## Extract to read
────────
There was a block on Rock.
For the past month, e-mails from a colorful and combative developer named Rock Ferrone never reached the inboxes of their intended recipients -- Allegheny County officials.
Unbeknownst to members of County Council, the administration of county Chief Executive Dan Onorato had installed what might be called a "Ferrone filter," blocking all of the developer's e-mails.
When officials in the county Department of Economic Development stopped returning his e-mails, Ferrone just assumed he was being ignored.
"Quite frankly, I was getting aggravated," he said.
But on Monday, Dennis Davin, the department's director, assured Ferrone over the phone that he wasn't being ignored. He was being filtered out, like so much pornographic spam.
Rocks, it turns out, have emotions, and this one got angry.
He called county Councilwoman Jan Rea, R-McCandless, and she got angry, too.
She hadn't known that Ferrone had sent her e-mails in January.
"I think this is just outrageous that anybody would have been prevented from reaching their representatives in county government," Rea said.
The power of the press quickly shattered the block on Rock, though.
────────
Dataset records
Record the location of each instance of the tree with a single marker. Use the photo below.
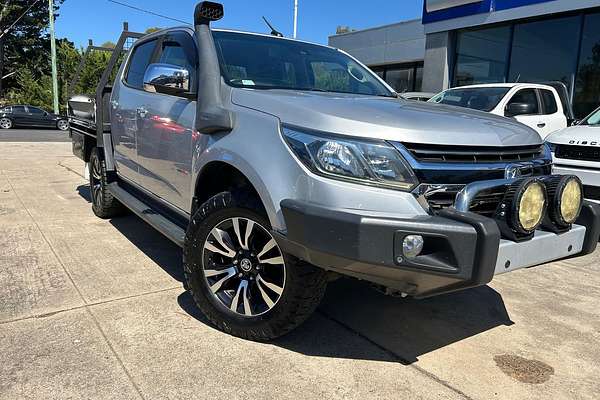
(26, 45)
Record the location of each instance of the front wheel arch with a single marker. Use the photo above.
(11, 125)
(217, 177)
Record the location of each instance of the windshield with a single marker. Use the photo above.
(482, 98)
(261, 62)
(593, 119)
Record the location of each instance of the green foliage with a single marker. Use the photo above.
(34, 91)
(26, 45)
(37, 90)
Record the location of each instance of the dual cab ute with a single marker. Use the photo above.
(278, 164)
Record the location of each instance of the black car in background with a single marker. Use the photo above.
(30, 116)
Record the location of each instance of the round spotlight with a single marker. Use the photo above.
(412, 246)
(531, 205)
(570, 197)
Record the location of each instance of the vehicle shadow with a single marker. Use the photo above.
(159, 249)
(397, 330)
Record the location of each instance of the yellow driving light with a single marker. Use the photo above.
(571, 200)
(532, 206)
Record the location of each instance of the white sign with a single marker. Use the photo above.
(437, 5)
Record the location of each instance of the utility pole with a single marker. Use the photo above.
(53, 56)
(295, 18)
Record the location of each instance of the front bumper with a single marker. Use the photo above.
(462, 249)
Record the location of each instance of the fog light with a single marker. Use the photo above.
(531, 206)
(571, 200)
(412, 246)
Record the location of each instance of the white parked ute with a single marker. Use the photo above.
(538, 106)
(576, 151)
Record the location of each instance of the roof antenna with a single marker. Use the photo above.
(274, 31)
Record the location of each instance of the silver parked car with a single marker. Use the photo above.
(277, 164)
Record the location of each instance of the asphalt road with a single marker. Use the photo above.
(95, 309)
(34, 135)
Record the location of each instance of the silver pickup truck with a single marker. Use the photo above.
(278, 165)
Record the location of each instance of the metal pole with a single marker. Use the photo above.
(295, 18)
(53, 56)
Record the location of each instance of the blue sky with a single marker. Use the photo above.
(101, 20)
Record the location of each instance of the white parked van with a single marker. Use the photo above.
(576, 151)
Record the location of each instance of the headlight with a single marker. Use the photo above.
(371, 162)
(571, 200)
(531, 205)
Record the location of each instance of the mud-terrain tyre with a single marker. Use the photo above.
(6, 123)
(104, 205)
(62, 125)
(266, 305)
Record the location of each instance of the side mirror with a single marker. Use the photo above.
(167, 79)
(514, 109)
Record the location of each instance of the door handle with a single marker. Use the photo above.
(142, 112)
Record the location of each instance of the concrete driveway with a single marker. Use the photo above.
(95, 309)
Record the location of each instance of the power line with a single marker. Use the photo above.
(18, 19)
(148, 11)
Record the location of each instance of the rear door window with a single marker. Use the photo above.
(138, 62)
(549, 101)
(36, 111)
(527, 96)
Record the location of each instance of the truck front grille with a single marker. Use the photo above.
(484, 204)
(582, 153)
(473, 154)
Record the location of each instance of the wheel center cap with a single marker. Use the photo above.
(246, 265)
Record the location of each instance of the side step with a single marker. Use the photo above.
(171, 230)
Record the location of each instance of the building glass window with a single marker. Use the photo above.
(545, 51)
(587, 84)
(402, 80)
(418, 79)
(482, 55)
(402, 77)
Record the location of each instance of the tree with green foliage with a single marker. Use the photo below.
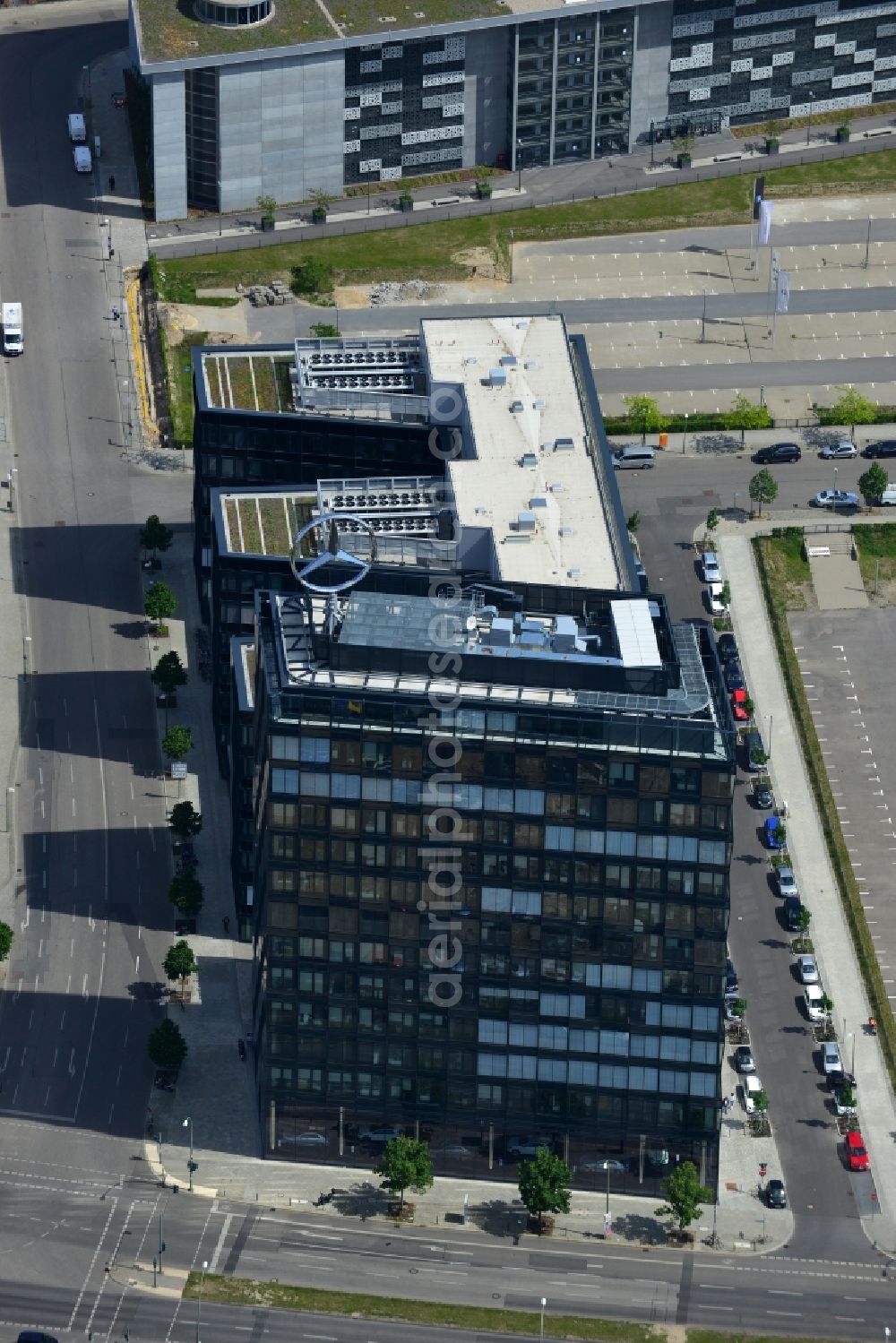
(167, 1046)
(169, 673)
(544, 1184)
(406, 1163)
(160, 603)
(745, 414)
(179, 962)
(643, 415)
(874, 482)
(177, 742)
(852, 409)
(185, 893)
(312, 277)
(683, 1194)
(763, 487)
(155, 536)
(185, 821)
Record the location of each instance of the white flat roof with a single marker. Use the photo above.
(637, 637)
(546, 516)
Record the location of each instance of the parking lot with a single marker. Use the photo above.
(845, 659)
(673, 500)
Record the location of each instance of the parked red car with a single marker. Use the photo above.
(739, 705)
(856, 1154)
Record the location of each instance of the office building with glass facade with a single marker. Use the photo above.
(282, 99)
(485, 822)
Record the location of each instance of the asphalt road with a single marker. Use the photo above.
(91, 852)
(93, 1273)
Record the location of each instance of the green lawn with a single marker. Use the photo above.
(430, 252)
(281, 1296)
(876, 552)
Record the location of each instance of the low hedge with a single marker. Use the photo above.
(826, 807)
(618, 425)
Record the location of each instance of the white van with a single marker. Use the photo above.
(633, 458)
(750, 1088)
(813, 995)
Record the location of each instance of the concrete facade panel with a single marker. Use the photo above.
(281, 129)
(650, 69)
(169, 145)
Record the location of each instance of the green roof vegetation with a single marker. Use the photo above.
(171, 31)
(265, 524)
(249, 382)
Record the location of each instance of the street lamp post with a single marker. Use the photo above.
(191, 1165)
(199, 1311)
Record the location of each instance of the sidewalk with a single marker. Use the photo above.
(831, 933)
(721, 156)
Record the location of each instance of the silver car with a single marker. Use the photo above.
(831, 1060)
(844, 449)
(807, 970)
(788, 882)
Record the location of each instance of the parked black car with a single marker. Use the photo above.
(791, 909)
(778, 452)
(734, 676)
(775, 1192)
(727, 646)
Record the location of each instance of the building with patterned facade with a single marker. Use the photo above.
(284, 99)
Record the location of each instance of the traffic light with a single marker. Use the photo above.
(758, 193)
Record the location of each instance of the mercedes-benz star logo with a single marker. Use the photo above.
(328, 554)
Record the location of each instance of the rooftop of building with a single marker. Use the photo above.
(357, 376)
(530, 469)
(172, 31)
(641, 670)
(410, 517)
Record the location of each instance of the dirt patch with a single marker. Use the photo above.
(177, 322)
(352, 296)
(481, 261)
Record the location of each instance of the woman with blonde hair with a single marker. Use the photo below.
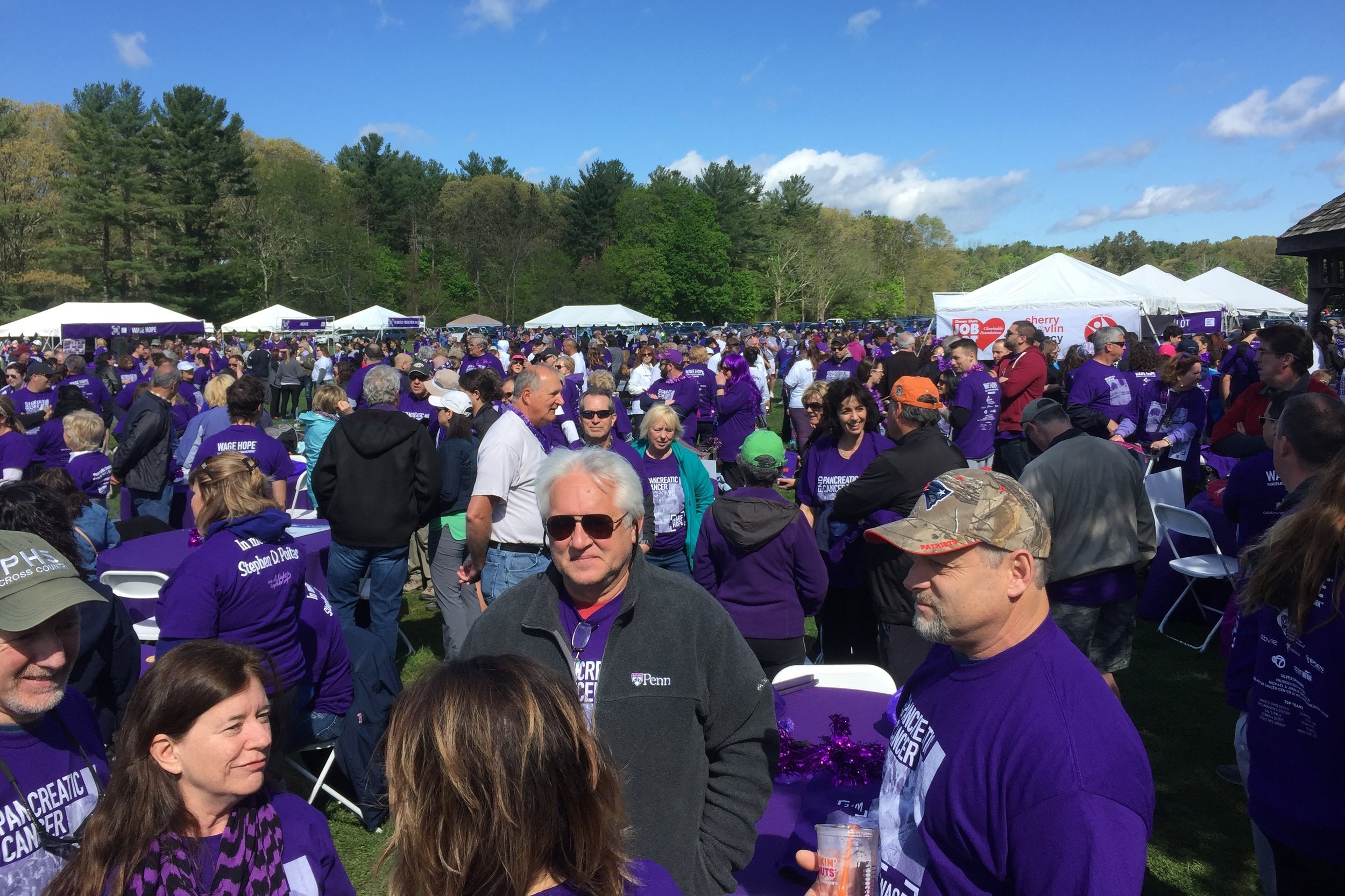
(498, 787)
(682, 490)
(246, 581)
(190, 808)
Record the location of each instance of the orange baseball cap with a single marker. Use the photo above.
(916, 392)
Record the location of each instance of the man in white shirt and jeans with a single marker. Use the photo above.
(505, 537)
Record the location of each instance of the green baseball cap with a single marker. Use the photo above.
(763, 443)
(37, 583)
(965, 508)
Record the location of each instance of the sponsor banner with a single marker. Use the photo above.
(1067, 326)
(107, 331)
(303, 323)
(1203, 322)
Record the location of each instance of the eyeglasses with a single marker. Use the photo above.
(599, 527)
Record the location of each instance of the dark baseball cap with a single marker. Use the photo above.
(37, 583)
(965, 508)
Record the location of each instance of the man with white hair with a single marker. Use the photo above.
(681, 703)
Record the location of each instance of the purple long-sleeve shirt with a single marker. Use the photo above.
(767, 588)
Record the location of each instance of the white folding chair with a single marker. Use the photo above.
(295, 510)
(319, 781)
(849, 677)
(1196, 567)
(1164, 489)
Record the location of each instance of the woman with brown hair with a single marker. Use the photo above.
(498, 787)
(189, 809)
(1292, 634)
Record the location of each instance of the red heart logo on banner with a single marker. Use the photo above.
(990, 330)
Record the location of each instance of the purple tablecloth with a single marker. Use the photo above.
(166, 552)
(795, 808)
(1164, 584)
────────
## Stated exercise
According to the article about the blocked e-mails, whose administration installed the filter that stopped Rock Ferrone's messages?

## Finished exercise
The administration of Allegheny County Chief Executive Dan Onorato installed the filter.